AUFGABE ▸ Übernimm aus dem Auszug über die ZERO-Ausstellungen wortgetreu alles von „An den Ausstellungen, die“ bis hinunter zu „Howard Wise ging.“.

━━━ AUSZUG ZUM LESEN

An den Ausstellungen, die unter dem Namen „ZERO“ beworben wurden, nahmen nur in seltenen Fällen Mack, Piene und Uecker als einzige Künstler teil. Meist handelte es sich um größere Gruppenausstellungen für die verschiedene, internationale Künstler*innen angefragt wurden. Eine der ersten Ausstellungen, die unter dem Namen Group ZERO beworben wurde und an der lediglich Mack, Piene und Uecker teilnahmen, ist die Ausstellung bei McRoberts & Tunnard Gallery, London, 1964, die einige Monate später unter demselben Namen nach New York zu Howard Wise ging.
Neben dem Schriftzug „ZERO“ wurde synonym oder nebeneinander gestellt ab 1961 auch die Zahl „0“ in der Gestaltung verwendet. In dem von Francesco Lo Savio (1935–1963) designten Ausstellungsplakat für die Ausstellung Mack + Klein + Piene + Uecker + Lo Savio = 0 in der Galleria La Salita, Rom, 1961 wird die „Null“ als primäres Gestaltungselement eingesetzt. Die fünf Namen der teilnehmenden Künstler sind vertikal ausgeschrieben und erinnern an die Gestaltung des dynamo 1-Plakats in der Galerie Renate Boukes. Horizontal gelesen ergeben die Buchstabenreihen keinen logischen Sinn, enden jedoch jeweils mit dem Zusatz „= 0“.

━━━━━━
━━━ GEZEIGTES MATERIAL

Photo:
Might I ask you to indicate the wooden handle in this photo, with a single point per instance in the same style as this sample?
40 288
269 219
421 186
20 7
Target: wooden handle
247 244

━━━━━━

LÖSUNG ▸
An den Ausstellungen, die unter dem Namen „ZERO“ beworben wurden, nahmen nur in seltenen Fällen Mack, Piene und Uecker als einzige Künstler teil. Meist handelte es sich um größere Gruppenausstellungen für die verschiedene, internationale Künstler*innen angefragt wurden. Eine der ersten Ausstellungen, die unter dem Namen Group ZERO beworben wurde und an der lediglich Mack, Piene und Uecker teilnahmen, ist die Ausstellung bei McRoberts & Tunnard Gallery, London, 1964, die einige Monate später unter demselben Namen nach New York zu Howard Wise ging.